Rows:
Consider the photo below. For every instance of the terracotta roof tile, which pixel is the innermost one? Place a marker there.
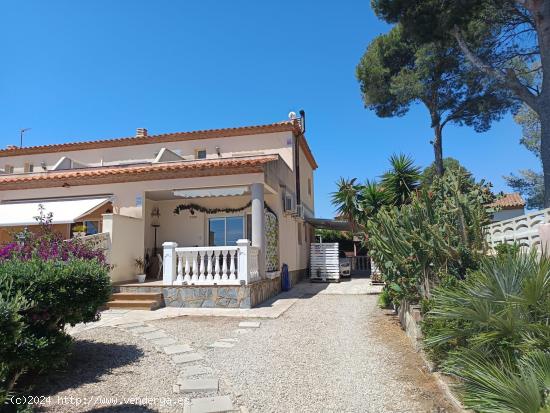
(507, 201)
(289, 125)
(172, 170)
(144, 140)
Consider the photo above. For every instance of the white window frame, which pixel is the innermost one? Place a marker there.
(224, 217)
(201, 150)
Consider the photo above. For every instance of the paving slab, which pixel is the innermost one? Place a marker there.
(130, 326)
(215, 404)
(249, 324)
(240, 331)
(189, 371)
(143, 330)
(162, 342)
(198, 385)
(221, 344)
(186, 358)
(177, 349)
(155, 334)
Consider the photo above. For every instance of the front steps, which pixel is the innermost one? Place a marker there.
(136, 301)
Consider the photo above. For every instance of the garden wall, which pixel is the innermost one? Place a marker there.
(231, 296)
(410, 318)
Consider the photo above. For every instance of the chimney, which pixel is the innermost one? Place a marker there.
(141, 133)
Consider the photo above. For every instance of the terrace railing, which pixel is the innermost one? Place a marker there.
(226, 265)
(523, 230)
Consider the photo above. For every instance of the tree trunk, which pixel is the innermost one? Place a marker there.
(438, 149)
(544, 116)
(540, 11)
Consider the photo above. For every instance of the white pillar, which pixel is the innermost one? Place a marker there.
(242, 257)
(169, 263)
(258, 224)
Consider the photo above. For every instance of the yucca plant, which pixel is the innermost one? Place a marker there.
(347, 201)
(439, 232)
(498, 322)
(401, 180)
(505, 304)
(499, 384)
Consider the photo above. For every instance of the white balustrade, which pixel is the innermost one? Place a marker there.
(523, 230)
(227, 265)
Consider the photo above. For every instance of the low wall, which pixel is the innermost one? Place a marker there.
(410, 317)
(127, 235)
(231, 296)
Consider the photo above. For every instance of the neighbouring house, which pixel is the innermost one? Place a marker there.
(508, 206)
(215, 212)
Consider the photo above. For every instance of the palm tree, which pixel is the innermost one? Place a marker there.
(498, 320)
(347, 202)
(372, 198)
(401, 180)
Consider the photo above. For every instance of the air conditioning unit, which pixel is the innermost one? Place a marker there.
(288, 204)
(300, 211)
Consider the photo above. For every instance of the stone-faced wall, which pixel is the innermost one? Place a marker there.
(263, 290)
(233, 296)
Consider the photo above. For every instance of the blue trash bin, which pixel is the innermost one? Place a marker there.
(285, 278)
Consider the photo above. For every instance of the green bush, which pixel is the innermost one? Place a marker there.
(38, 298)
(492, 331)
(507, 249)
(384, 299)
(438, 233)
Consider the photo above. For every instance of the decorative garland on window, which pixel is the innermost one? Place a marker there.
(195, 207)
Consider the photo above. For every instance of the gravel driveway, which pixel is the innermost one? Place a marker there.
(327, 353)
(334, 350)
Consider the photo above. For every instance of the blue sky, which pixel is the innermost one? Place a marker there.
(98, 69)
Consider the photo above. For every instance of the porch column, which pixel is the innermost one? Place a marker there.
(258, 225)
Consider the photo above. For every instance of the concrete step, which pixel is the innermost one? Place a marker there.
(134, 304)
(137, 296)
(216, 404)
(205, 384)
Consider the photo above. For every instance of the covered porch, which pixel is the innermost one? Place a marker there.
(212, 236)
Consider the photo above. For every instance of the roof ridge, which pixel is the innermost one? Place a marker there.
(215, 166)
(142, 140)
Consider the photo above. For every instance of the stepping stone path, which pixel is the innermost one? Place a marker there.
(249, 324)
(193, 378)
(209, 404)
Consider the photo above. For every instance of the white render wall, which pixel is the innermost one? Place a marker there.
(126, 245)
(247, 145)
(127, 195)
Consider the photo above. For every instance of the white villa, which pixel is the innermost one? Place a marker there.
(215, 212)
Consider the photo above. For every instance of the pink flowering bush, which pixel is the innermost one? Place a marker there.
(45, 284)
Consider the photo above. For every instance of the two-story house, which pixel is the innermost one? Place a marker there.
(183, 200)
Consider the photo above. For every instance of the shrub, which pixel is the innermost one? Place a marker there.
(507, 249)
(438, 233)
(384, 300)
(45, 284)
(492, 331)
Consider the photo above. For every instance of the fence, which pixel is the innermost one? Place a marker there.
(523, 230)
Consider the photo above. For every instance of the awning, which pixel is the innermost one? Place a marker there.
(65, 211)
(333, 224)
(211, 192)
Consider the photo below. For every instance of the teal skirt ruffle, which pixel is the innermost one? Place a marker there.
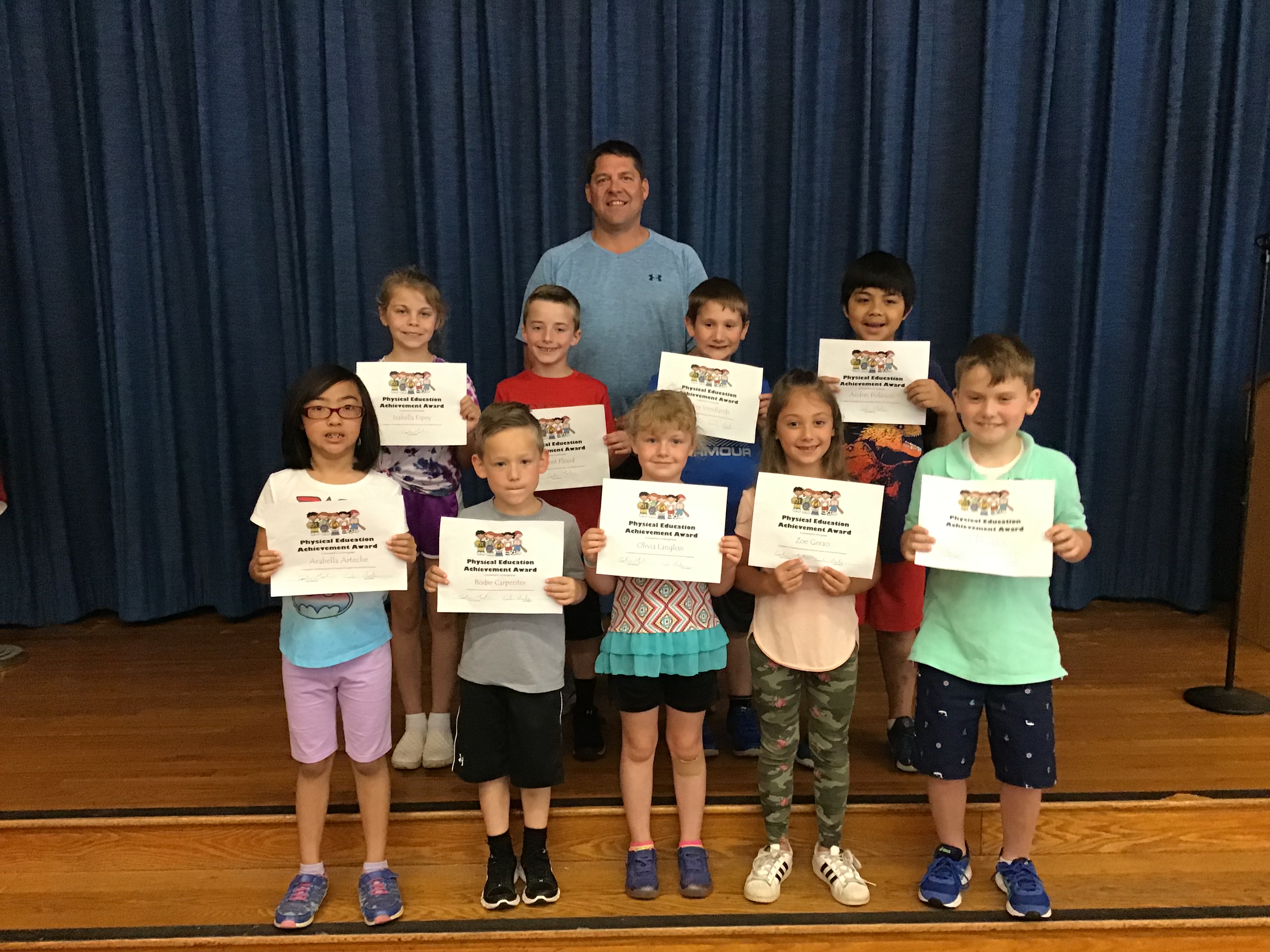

Work required:
List every line of the listing above that contains the word "window". Matching is case-sensitive.

Solution for this problem:
Consider the photo above. For every instance of the white window frame, which pixel is the innermost one? Place a marker there.
Consider the photo above. For every instance of the decorative garland on window, which pixel is the innermost one? Place a marker there.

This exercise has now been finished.